BEGIN RECORD EXTRACTS

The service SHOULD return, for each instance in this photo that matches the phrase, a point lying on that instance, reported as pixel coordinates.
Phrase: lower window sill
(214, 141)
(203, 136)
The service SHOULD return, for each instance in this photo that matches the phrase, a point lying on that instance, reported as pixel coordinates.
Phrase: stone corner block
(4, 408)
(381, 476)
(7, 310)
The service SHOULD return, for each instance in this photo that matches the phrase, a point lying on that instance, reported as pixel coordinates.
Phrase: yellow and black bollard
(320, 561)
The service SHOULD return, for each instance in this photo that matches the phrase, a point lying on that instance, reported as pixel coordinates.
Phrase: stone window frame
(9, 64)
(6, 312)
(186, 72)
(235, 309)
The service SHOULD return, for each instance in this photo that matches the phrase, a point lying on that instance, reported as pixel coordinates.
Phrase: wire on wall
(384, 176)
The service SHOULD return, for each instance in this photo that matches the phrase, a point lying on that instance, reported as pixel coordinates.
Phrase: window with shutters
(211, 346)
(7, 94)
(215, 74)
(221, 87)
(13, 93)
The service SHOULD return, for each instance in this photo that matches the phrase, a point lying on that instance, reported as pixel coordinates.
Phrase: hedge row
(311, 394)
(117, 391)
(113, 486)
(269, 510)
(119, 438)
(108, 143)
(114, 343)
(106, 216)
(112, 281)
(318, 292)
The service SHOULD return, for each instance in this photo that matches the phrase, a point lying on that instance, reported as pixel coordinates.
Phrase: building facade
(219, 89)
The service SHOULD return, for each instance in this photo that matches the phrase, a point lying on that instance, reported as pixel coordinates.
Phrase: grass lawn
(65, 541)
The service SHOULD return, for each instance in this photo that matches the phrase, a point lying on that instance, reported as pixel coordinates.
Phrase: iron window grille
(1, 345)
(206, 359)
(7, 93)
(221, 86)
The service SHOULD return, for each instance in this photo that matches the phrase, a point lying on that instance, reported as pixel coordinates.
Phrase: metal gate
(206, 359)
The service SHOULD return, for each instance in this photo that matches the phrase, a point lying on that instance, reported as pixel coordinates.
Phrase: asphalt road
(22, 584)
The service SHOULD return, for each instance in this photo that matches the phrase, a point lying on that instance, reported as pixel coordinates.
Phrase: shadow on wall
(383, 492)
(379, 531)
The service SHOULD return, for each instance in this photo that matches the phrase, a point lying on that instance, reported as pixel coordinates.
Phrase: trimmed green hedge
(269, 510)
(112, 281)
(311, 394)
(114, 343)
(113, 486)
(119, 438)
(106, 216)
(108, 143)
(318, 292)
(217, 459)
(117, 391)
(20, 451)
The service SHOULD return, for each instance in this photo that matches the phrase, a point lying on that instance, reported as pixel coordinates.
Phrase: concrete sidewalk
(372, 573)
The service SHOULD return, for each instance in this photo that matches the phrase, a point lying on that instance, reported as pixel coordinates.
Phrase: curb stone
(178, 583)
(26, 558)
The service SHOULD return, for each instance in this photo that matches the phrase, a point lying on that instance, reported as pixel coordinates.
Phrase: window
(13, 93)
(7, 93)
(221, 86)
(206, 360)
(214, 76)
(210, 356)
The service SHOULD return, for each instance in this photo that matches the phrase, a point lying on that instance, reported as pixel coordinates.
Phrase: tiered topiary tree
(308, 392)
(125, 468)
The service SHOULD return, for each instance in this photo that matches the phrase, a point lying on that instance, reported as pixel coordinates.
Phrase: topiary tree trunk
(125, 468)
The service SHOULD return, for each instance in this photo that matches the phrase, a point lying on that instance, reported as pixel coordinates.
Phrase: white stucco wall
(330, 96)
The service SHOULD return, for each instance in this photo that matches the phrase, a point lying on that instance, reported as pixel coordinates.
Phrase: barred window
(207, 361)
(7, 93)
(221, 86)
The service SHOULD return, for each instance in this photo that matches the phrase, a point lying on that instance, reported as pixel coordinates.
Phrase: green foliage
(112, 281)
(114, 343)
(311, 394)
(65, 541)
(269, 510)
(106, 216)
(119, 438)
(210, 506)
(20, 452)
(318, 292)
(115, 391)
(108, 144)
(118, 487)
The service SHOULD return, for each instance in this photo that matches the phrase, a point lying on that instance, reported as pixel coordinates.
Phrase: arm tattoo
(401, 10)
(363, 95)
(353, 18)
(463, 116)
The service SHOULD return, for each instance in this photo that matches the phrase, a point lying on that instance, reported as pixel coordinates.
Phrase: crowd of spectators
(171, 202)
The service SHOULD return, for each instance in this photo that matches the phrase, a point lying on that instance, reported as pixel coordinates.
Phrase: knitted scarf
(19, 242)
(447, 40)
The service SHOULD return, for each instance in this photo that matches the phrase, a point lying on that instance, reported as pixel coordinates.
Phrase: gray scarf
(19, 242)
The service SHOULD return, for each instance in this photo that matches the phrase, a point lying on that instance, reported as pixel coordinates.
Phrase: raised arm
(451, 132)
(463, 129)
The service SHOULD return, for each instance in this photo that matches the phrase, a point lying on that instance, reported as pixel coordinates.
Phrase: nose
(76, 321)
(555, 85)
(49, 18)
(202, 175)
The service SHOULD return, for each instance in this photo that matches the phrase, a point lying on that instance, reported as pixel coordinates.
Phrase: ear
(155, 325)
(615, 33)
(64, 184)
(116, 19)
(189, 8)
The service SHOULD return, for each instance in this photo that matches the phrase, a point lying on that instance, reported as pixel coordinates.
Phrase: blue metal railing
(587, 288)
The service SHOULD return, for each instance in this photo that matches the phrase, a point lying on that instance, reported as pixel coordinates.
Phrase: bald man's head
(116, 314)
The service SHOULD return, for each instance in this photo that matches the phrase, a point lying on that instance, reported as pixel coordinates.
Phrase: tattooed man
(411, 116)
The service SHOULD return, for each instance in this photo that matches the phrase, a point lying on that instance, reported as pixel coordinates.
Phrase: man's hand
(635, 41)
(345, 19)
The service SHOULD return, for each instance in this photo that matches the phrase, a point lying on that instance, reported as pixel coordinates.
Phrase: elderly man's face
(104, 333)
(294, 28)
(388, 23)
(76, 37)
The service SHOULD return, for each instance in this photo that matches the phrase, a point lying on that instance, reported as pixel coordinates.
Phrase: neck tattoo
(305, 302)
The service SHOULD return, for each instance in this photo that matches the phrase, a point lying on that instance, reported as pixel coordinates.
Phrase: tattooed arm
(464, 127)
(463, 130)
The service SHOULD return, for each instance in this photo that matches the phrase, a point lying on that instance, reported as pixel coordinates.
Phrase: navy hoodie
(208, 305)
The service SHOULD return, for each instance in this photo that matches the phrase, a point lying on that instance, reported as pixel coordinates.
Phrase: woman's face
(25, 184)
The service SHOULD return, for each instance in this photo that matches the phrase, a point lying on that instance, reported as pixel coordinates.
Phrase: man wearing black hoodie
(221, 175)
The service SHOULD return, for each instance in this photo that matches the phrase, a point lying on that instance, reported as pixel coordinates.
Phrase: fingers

END RECORD EXTRACTS

→ TASK STATEMENT
Retype the entries one by one, exactly.

→ OUTPUT BELOW
The service SHOULD return, for each instance in this photo that matches the phrase, a point lying on that instance, reported as pixel coordinates.
Phrase: lower window sill
(214, 141)
(203, 136)
The service SHOULD return, for each instance in this photo that matches the phrase, a point lying on that instance, reported as pixel coordinates.
Phrase: stone corner block
(4, 408)
(381, 476)
(7, 310)
The service SHOULD return, for each instance in this photo that matches the phrase, a point lying on that instance, reported as pixel coordinates.
Phrase: yellow and black bollard
(320, 561)
The service SHOULD return, for each instance in this photo that matches the phrase, a point lying on that instance, reported as pixel coordinates.
Phrase: stone window frame
(9, 64)
(6, 312)
(186, 72)
(235, 309)
The service SHOULD return, for each instance in this photo that matches the phrase, a point lying on that instance, reported as pixel coordinates.
Phrase: wire on wall
(384, 176)
The service SHOULD return, for each instance in this photo that matches the phrase, a point lying on that instance, reported as pixel coordinates.
Phrase: window with shutters
(211, 346)
(7, 94)
(215, 74)
(221, 87)
(13, 93)
The service SHOULD return, for each instance in this photo that matches the phrase, a point lying on that instance, reported as pixel coordinates.
Phrase: hedge row
(311, 394)
(117, 391)
(113, 486)
(269, 510)
(119, 438)
(108, 143)
(114, 343)
(106, 216)
(112, 281)
(318, 292)
The service SHOULD return, for each instance in this photo that matches the phrase, a point lying on that instance, reported as pixel coordinates.
Phrase: building facade
(219, 89)
The service SHOULD return, for each instance in this photo that matches the phrase, a point lying on that instance, reported as pixel coordinates.
Phrase: grass lawn
(65, 541)
The service SHOULD return, for each instance in this photo that matches the phrase, a point lying on that instance, reported as pixel coordinates.
Phrase: iron window grille
(1, 345)
(206, 359)
(7, 93)
(221, 86)
The service SHOULD return, for each instance in this photo that matches the phrase, a point lying on that instance, reported as pixel coordinates.
Phrase: metal gate
(206, 359)
The service SHOULD return, for each instance in this photo that matches the phrase, a point lying on that instance, reported as pixel coordinates.
Phrase: asphalt road
(22, 584)
The service SHOULD return, for each instance in this photo that matches the phrase, a point lying on that instance, reported as pixel coordinates.
Phrase: shadow on wall
(383, 492)
(379, 531)
The service SHOULD return, for each instance in this photo that matches the phrase, a point lying on that instance, reported as pixel coordinates.
Phrase: trimmed green hedge
(269, 510)
(112, 281)
(311, 394)
(114, 343)
(113, 486)
(119, 438)
(106, 216)
(108, 143)
(318, 292)
(217, 459)
(117, 391)
(20, 451)
The service SHOULD return, for each instance in this photo that matches the phrase, a point lying on that instance, reported as pixel coordinates.
Phrase: concrete sidewalk
(372, 573)
The service SHOULD return, for each instance in this photo that matches the phrase, a point lying on that instance, reported as pixel coordinates.
Phrase: curb stone
(178, 583)
(26, 558)
The service SHOULD return, for each instance in this photo that matches the phrase, a point lying on that instance, reported as pixel coordinates.
Phrase: window
(13, 93)
(7, 93)
(221, 86)
(206, 360)
(214, 76)
(210, 356)
The service SHOULD return, for each instance in this photo that matches the phrase, a point lying on that instance, reported as pixel coordinates.
Phrase: tiered topiary tree
(308, 392)
(125, 468)
The service SHOULD return, for each instance in this photo that matches the phrase, a point lying on that instance, reported as pixel coordinates.
Phrase: topiary tree trunk
(125, 468)
The service SHOULD return, for each instance in this photo that matches the phrase, a point lying on that instance, reported as pixel coordinates.
Phrase: white stucco wall
(330, 96)
The service SHOULD return, for each instance in this photo that matches the phrase, a point lying on that instance, reported as pixel coordinates.
Phrase: barred window
(207, 361)
(7, 93)
(221, 86)
The service SHOULD return, for each instance in this photo that matches the phrase, a point lying on that instance, reported as pixel coordinates.
Phrase: green foliage
(112, 281)
(114, 343)
(311, 394)
(65, 541)
(269, 510)
(106, 216)
(119, 438)
(210, 506)
(20, 452)
(318, 292)
(115, 391)
(108, 144)
(118, 487)
The service SHOULD return, for each instance in this photo that matches the phrase, a point lying on that instance, reported as pixel coordinates.
Phrase: arm tattoo
(401, 10)
(363, 95)
(353, 18)
(463, 116)
The service SHOULD return, for each instance in this photo that matches the phrase, a point lying on that instance, reported as pixel coordinates.
Phrase: crowd of spectators
(171, 202)
The service SHOULD return, for each instance in this photo that matches the phrase, a point lying on that instance, reported as pixel coordinates.
Phrase: knitted scarf
(19, 242)
(447, 40)
The service SHOULD return, for each instance in this photo that matches the phrase, a point lying on that instance, reported as pixel coordinates.
Phrase: gray scarf
(19, 242)
The service SHOULD return, for each instance in this photo that matches the phrase, a point lying on that instance, reported as pixel coordinates.
Phrase: raised arm
(451, 132)
(463, 129)
The service SHOULD return, for each instance in this photo that matches the phrase, a point lying on that instance, reported as pixel coordinates.
Phrase: nose
(76, 321)
(555, 85)
(49, 18)
(202, 175)
The service SHOULD return, for each instance in this photo that matches the phrase, a point lying on that instance, reported as pixel coordinates.
Phrase: ear
(155, 325)
(615, 33)
(64, 184)
(116, 19)
(189, 8)
The service SHOULD return, for each instance in this photo that matches the phrase, a point lying on that instance, reported as pixel coordinates.
Phrase: blue metal railing
(587, 288)
The service SHOULD return, for each instance in this photo that matches the phrase, a point lying on that instance, reported as pixel coordinates.
Phrase: bald man's head
(116, 314)
The service SHOULD return, for each instance in this photo that matches the phrase, a point lying on that instance, reported as pixel coordinates.
Phrase: tattooed man
(411, 116)
The service SHOULD return, for each instance in this photo that matches the phrase, a point lying on that instance, reported as pixel coordinates.
Phrase: man's hand
(635, 41)
(345, 19)
The service SHOULD return, for each instance in this photo that matches the phrase, a point lying on that instance, reported as pixel coordinates.
Phrase: elderly man's face
(104, 333)
(294, 28)
(388, 23)
(76, 37)
The service SHOULD return, for each instance in this photo that matches the phrase, a point lying on that instance, reported as pixel coordinates.
Phrase: neck tattoo
(305, 302)
The service SHOULD return, for each instance in this photo that matches the phrase, a point lying on that instance, reported as pixel coordinates.
Phrase: tattooed arm
(464, 127)
(463, 130)
The service SHOULD return, for each instance in this photo that matches the phrase, a point lying on that instance, reported as pixel coordinates.
Phrase: navy hoodie
(208, 305)
The service SHOULD return, for each instance in this photo that matches the phrase, a point lying on that instance, reported as pixel coordinates.
Phrase: woman's face
(25, 184)
The service SHOULD return, for each instance in this photo that matches the phrase, a point lying on that instance, reported as pixel coordinates.
Phrase: man wearing black hoodie
(221, 175)
The service SHOULD return, for each instance in this photo that matches the phrase, a point lying on that instance, reported as pixel coordinates.
Phrase: fingers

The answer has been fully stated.